Stored items
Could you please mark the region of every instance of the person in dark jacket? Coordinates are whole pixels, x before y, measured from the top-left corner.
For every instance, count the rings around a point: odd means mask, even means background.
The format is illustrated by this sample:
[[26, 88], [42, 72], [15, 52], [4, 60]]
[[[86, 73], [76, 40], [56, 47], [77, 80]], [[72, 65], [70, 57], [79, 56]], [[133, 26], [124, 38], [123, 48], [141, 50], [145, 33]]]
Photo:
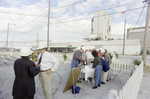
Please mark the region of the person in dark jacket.
[[92, 51], [92, 55], [94, 56], [94, 60], [91, 62], [93, 63], [92, 68], [95, 68], [95, 86], [92, 89], [96, 89], [101, 86], [103, 67], [98, 53], [96, 51]]
[[111, 61], [110, 56], [107, 54], [107, 50], [106, 49], [105, 49], [105, 52], [104, 52], [103, 56], [104, 56], [105, 61], [107, 62], [107, 64], [110, 67], [110, 70], [108, 71], [108, 75], [107, 75], [107, 81], [109, 81], [109, 80], [111, 80], [111, 63], [112, 63], [112, 61]]
[[107, 72], [110, 69], [109, 65], [103, 58], [101, 58], [101, 62], [102, 62], [103, 71]]
[[15, 81], [13, 85], [13, 99], [33, 99], [35, 94], [34, 76], [40, 72], [40, 65], [36, 67], [29, 60], [32, 54], [28, 47], [23, 47], [19, 53], [20, 59], [14, 62]]

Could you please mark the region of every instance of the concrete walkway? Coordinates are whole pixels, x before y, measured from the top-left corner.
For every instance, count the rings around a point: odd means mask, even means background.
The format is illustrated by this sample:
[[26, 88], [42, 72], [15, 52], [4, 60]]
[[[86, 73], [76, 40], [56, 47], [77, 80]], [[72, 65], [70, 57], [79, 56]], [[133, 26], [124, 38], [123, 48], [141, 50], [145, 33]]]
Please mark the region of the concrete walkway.
[[150, 99], [150, 73], [144, 73], [137, 99]]
[[[128, 56], [129, 57], [129, 56]], [[147, 67], [149, 68], [149, 67]], [[137, 99], [150, 99], [150, 69], [145, 68], [147, 73], [144, 73], [142, 84], [140, 87], [139, 95]], [[74, 99], [74, 95], [71, 90], [63, 93], [68, 75], [71, 70], [71, 64], [68, 62], [64, 64], [61, 62], [59, 68], [53, 73], [52, 77], [52, 94], [53, 99]], [[129, 74], [121, 73], [119, 75], [122, 83], [120, 84], [117, 79], [113, 82], [109, 81], [105, 85], [97, 89], [92, 89], [94, 84], [89, 85], [84, 83], [83, 87], [80, 83], [77, 86], [81, 87], [81, 91], [76, 95], [76, 99], [108, 99], [109, 90], [115, 89], [119, 92], [122, 86], [129, 79]], [[7, 64], [0, 61], [0, 99], [12, 99], [12, 86], [14, 83], [14, 71], [13, 71], [13, 59], [9, 60]], [[36, 83], [36, 94], [35, 99], [43, 99], [43, 94], [41, 91], [41, 85], [39, 82], [38, 75], [35, 77]]]
[[[14, 83], [13, 62], [10, 61], [7, 64], [8, 65], [1, 63], [0, 65], [0, 99], [12, 99], [12, 86]], [[74, 95], [71, 93], [71, 90], [63, 93], [70, 70], [70, 63], [64, 64], [61, 62], [59, 68], [55, 73], [53, 73], [53, 99], [74, 99]], [[113, 82], [109, 81], [105, 85], [101, 85], [101, 87], [97, 89], [92, 89], [94, 84], [89, 85], [85, 82], [82, 87], [82, 85], [78, 83], [77, 85], [81, 87], [81, 91], [76, 95], [76, 99], [108, 99], [109, 90], [115, 89], [119, 91], [129, 78], [129, 74], [120, 74], [119, 77], [122, 80], [121, 84], [118, 80], [115, 79]], [[35, 77], [35, 83], [35, 99], [43, 99], [38, 76]]]

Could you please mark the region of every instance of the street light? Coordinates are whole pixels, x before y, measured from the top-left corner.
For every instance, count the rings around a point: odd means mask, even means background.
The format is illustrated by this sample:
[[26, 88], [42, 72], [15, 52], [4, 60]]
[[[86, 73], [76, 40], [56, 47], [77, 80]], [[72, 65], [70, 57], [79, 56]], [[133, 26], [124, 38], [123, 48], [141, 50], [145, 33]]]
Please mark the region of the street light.
[[[16, 24], [13, 24], [13, 25], [16, 26]], [[7, 51], [7, 47], [8, 47], [8, 34], [9, 34], [9, 23], [8, 23], [8, 27], [7, 27], [6, 51]]]

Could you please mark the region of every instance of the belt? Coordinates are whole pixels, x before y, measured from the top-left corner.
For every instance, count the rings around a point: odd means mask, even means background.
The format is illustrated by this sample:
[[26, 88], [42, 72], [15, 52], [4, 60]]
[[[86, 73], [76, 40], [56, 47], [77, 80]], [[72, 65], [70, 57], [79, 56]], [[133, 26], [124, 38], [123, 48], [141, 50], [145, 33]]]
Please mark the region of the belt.
[[48, 70], [51, 70], [51, 68], [50, 68], [50, 69], [47, 69], [47, 70], [41, 70], [41, 72], [46, 72], [46, 71], [48, 71]]

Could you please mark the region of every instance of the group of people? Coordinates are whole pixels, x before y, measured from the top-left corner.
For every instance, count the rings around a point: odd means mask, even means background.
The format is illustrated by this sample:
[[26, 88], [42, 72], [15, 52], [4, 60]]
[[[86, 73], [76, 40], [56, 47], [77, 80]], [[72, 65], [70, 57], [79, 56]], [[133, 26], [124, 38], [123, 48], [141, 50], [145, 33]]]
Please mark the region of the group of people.
[[[46, 44], [41, 43], [37, 49], [40, 53], [37, 65], [29, 60], [33, 51], [28, 47], [21, 49], [19, 53], [21, 58], [14, 62], [15, 81], [12, 90], [13, 99], [34, 99], [34, 77], [37, 74], [39, 74], [44, 99], [52, 99], [52, 74], [59, 67], [60, 63], [51, 53], [46, 51]], [[100, 87], [101, 84], [105, 84], [106, 80], [111, 80], [111, 59], [106, 50], [88, 49], [81, 46], [73, 55], [71, 68], [78, 67], [80, 63], [84, 65], [93, 63], [93, 68], [95, 68], [95, 86], [93, 89]]]
[[111, 80], [112, 62], [106, 49], [81, 46], [73, 55], [71, 69], [78, 67], [79, 64], [89, 65], [91, 63], [93, 63], [92, 68], [95, 68], [95, 86], [92, 89], [96, 89]]
[[28, 47], [21, 49], [19, 53], [21, 58], [14, 62], [13, 99], [34, 99], [34, 77], [37, 74], [39, 74], [44, 99], [52, 99], [51, 78], [60, 63], [51, 53], [46, 51], [46, 44], [41, 43], [37, 49], [40, 53], [37, 65], [29, 60], [33, 51]]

ABOUT THIS EXERCISE: Without including any picture, retype the entries exactly.

RESPONSE AREA:
Could you please mark the region of every instance of the person in dark jacket? Coordinates are whole pixels, x before y, measured from the top-left corner.
For every instance, count the rings around a point: odd means mask, even means background.
The format is illustrated by this sample:
[[26, 88], [42, 72], [15, 52], [4, 60]]
[[[86, 73], [76, 40], [56, 47], [77, 80]], [[72, 65], [70, 57], [79, 56]], [[133, 26], [124, 38], [123, 48], [141, 50], [145, 33]]]
Photo:
Please mark the region of the person in dark jacket.
[[92, 51], [92, 55], [94, 56], [94, 60], [91, 62], [93, 63], [92, 68], [95, 68], [95, 86], [92, 89], [96, 89], [101, 86], [103, 67], [98, 53], [96, 51]]
[[111, 61], [110, 56], [107, 54], [107, 50], [106, 49], [105, 49], [105, 52], [104, 52], [103, 56], [104, 56], [105, 61], [107, 62], [107, 64], [110, 67], [110, 70], [108, 71], [108, 75], [107, 75], [107, 81], [109, 81], [109, 80], [111, 80], [111, 63], [112, 63], [112, 61]]
[[107, 72], [110, 69], [109, 65], [103, 58], [101, 58], [101, 62], [102, 62], [103, 71]]
[[15, 81], [13, 85], [13, 99], [33, 99], [35, 94], [34, 76], [40, 72], [40, 65], [36, 67], [29, 60], [32, 54], [28, 47], [23, 47], [19, 53], [20, 59], [14, 62]]

Could you please mark the region of every instance of the concrete walkway? Coordinates are whole pixels, x before y, measured from the top-left corner.
For every instance, count the rings around a point: odd means mask, even means background.
The format is illustrated by this sample:
[[26, 88], [42, 72], [15, 52], [4, 60]]
[[[86, 73], [76, 40], [56, 47], [77, 80]], [[72, 65], [70, 57], [79, 56]], [[133, 26], [124, 38], [123, 48], [141, 50], [145, 33]]]
Please mark the region of the concrete walkway.
[[150, 99], [150, 73], [144, 73], [137, 99]]
[[[128, 56], [129, 57], [129, 56]], [[147, 67], [149, 68], [149, 67]], [[137, 99], [150, 99], [150, 69], [145, 68], [147, 73], [144, 73], [142, 84], [140, 87], [139, 95]], [[74, 99], [74, 95], [71, 90], [63, 93], [68, 75], [71, 70], [71, 64], [68, 62], [64, 64], [61, 62], [59, 68], [53, 73], [52, 77], [52, 94], [53, 99]], [[129, 74], [121, 73], [119, 75], [122, 83], [120, 84], [117, 79], [113, 82], [109, 81], [105, 85], [97, 89], [92, 89], [94, 84], [89, 85], [84, 83], [83, 87], [80, 83], [77, 86], [81, 87], [81, 91], [76, 95], [76, 99], [108, 99], [109, 90], [115, 89], [119, 92], [122, 86], [129, 79]], [[7, 64], [0, 61], [0, 99], [12, 99], [12, 86], [14, 83], [14, 71], [13, 71], [13, 59], [9, 60]], [[36, 83], [36, 94], [35, 99], [43, 99], [43, 94], [41, 91], [41, 85], [39, 82], [38, 75], [35, 77]]]
[[[14, 83], [13, 62], [10, 61], [7, 64], [8, 65], [1, 63], [0, 65], [0, 99], [12, 99], [12, 86]], [[74, 95], [71, 93], [71, 90], [63, 93], [70, 70], [70, 63], [64, 64], [61, 62], [59, 68], [55, 73], [53, 73], [53, 99], [74, 99]], [[113, 82], [109, 81], [105, 85], [101, 85], [101, 87], [97, 89], [92, 89], [94, 84], [89, 85], [85, 82], [82, 87], [82, 85], [78, 83], [77, 85], [81, 87], [81, 91], [76, 95], [76, 99], [108, 99], [109, 90], [115, 89], [119, 91], [129, 78], [129, 74], [120, 74], [119, 77], [122, 80], [121, 84], [118, 80], [115, 79]], [[35, 77], [35, 83], [35, 99], [43, 99], [38, 76]]]

Could you please mark the region of every instance of the street light? Coordinates are whole pixels, x before y, measured from the top-left corner.
For every instance, count the rings around a point: odd means mask, even means background.
The format is illustrated by this sample:
[[26, 88], [42, 72], [15, 52], [4, 60]]
[[[86, 73], [76, 40], [56, 47], [77, 80]], [[72, 65], [70, 57], [79, 56]], [[133, 26], [124, 38], [123, 48], [141, 50], [145, 33]]]
Please mark the region of the street light.
[[[16, 24], [13, 24], [13, 25], [16, 26]], [[7, 51], [7, 47], [8, 47], [8, 34], [9, 34], [9, 23], [8, 23], [8, 27], [7, 27], [6, 51]]]

Could you please mark the region of every instance of the belt? Coordinates are whole pixels, x before y, measured from the top-left corner.
For every instance, count the rings around a point: odd means mask, even means background.
The format is illustrated by this sample:
[[26, 88], [42, 72], [15, 52], [4, 60]]
[[[86, 73], [76, 40], [56, 47], [77, 80]], [[72, 65], [70, 57], [79, 56]], [[133, 26], [124, 38], [123, 48], [141, 50], [145, 33]]]
Please mark the region of the belt.
[[48, 70], [51, 70], [51, 68], [50, 68], [50, 69], [47, 69], [47, 70], [41, 70], [41, 72], [46, 72], [46, 71], [48, 71]]

Could you please mark the region of every instance of the group of people? Coordinates are whole pixels, x before y, measured from the top-left corner.
For every instance, count the rings around a point: odd means mask, even means background.
The format is illustrated by this sample:
[[26, 88], [42, 72], [15, 52], [4, 60]]
[[[86, 73], [76, 40], [56, 47], [77, 80]], [[72, 65], [70, 57], [79, 56]], [[133, 26], [124, 38], [123, 48], [141, 50], [145, 33]]]
Please mark the region of the group of people.
[[[46, 44], [41, 43], [37, 49], [40, 53], [37, 65], [29, 60], [33, 51], [28, 47], [21, 49], [19, 53], [21, 58], [14, 62], [15, 81], [12, 90], [13, 99], [34, 99], [34, 77], [37, 74], [39, 74], [44, 99], [52, 99], [52, 74], [59, 67], [60, 63], [51, 53], [46, 51]], [[100, 87], [101, 84], [105, 84], [106, 80], [111, 80], [111, 59], [106, 50], [88, 49], [81, 46], [73, 55], [71, 68], [78, 67], [80, 63], [84, 65], [93, 63], [93, 68], [95, 68], [95, 86], [93, 89]]]
[[111, 80], [112, 62], [106, 49], [81, 46], [73, 55], [71, 69], [78, 67], [79, 64], [89, 65], [91, 63], [93, 63], [92, 68], [95, 68], [95, 86], [92, 89], [96, 89]]
[[28, 47], [21, 49], [19, 53], [21, 58], [14, 62], [13, 99], [34, 99], [34, 77], [37, 74], [39, 74], [44, 99], [52, 99], [51, 78], [60, 63], [51, 53], [46, 51], [46, 44], [41, 43], [37, 49], [40, 53], [37, 65], [29, 60], [33, 51]]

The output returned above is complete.